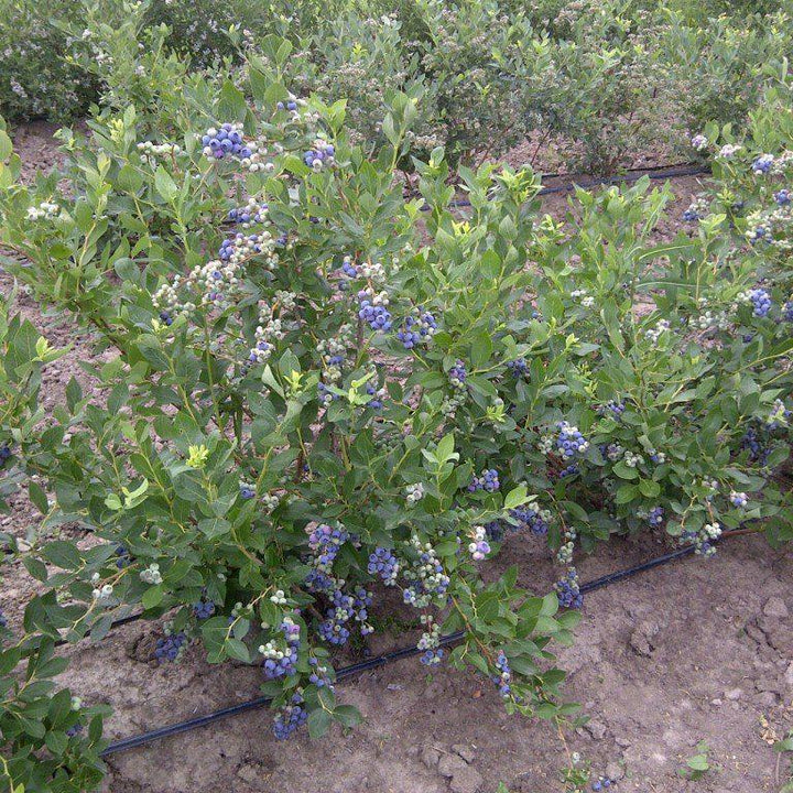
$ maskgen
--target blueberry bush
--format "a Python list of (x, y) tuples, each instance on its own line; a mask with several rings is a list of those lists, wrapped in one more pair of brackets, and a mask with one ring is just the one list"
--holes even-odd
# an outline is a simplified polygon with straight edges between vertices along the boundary
[[(83, 361), (97, 389), (72, 380), (44, 414), (41, 367), (61, 351), (2, 315), (0, 496), (26, 486), (47, 525), (91, 536), (4, 541), (39, 586), (0, 648), (12, 790), (98, 783), (102, 714), (52, 687), (54, 642), (133, 611), (157, 620), (159, 663), (195, 647), (259, 666), (276, 738), (358, 721), (337, 651), (390, 615), (414, 622), (428, 669), (472, 670), (510, 711), (560, 720), (574, 708), (554, 642), (572, 640), (583, 552), (645, 532), (708, 557), (754, 524), (791, 539), (784, 66), (746, 129), (691, 141), (713, 186), (659, 241), (669, 187), (578, 189), (557, 222), (531, 166), (460, 156), (477, 144), (448, 112), (470, 86), (401, 76), (358, 108), (298, 87), (307, 48), (275, 35), (196, 70), (143, 10), (86, 17), (74, 63), (105, 100), (59, 133), (59, 172), (23, 184), (0, 133), (3, 268), (104, 352)], [(363, 72), (403, 30), (415, 63), (454, 72), (453, 47), (422, 50), (422, 19), (373, 30)], [(619, 82), (598, 100), (631, 104)], [(425, 127), (452, 118), (452, 138)], [(499, 564), (514, 542), (547, 544), (553, 588)]]
[[(9, 151), (0, 130), (3, 159)], [(0, 182), (8, 184), (10, 177), (12, 166), (0, 166)], [(10, 314), (13, 301), (13, 294), (0, 296), (0, 510), (26, 487), (31, 500), (48, 512), (46, 493), (28, 476), (25, 455), (41, 439), (36, 397), (42, 368), (63, 351), (51, 348), (29, 321)], [(10, 564), (25, 564), (31, 572), (43, 566), (12, 535), (0, 533), (0, 587)], [(23, 616), (22, 608), (20, 615), (4, 612), (9, 605), (0, 601), (0, 782), (14, 793), (94, 787), (102, 776), (102, 708), (84, 707), (53, 680), (66, 667), (55, 641), (67, 610), (54, 593), (32, 598)]]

• • • • •

EXERCISE DETAILS:
Output the listing verbatim, from its start through the line that contains "544), (553, 588)]]", both ends included, and leave out the picture.

RESPONSE TO THE TASK:
$ maskgen
--target blueberry bush
--format "a Python list of (x, y) tuples, each instance on its own line; a mask with several rings is a list of those lists, wrapped in one more pair of brackets, and a mask with one ring is just the one list"
--holes even-odd
# an outline is a simplified polygon with straight edges between vertices along the boundary
[[(83, 361), (97, 389), (72, 380), (44, 414), (41, 367), (61, 351), (2, 315), (0, 496), (26, 486), (47, 525), (91, 536), (4, 541), (39, 586), (0, 648), (12, 790), (98, 783), (102, 714), (52, 687), (54, 642), (133, 611), (157, 620), (159, 663), (195, 647), (259, 666), (276, 738), (358, 721), (337, 651), (390, 615), (414, 622), (428, 669), (472, 670), (510, 711), (560, 720), (574, 708), (554, 642), (572, 640), (583, 552), (645, 532), (708, 557), (754, 524), (791, 539), (784, 66), (746, 129), (691, 141), (713, 186), (659, 241), (669, 187), (578, 189), (557, 222), (531, 166), (460, 156), (477, 144), (448, 112), (470, 86), (401, 76), (358, 108), (298, 87), (307, 48), (275, 35), (196, 70), (143, 10), (86, 17), (74, 63), (105, 100), (59, 133), (59, 172), (23, 184), (0, 133), (3, 268), (104, 352)], [(363, 72), (403, 30), (415, 63), (454, 72), (453, 47), (422, 50), (422, 19), (373, 30)], [(619, 82), (598, 100), (631, 104)], [(425, 127), (452, 118), (452, 138)], [(499, 564), (514, 542), (547, 544), (553, 588)]]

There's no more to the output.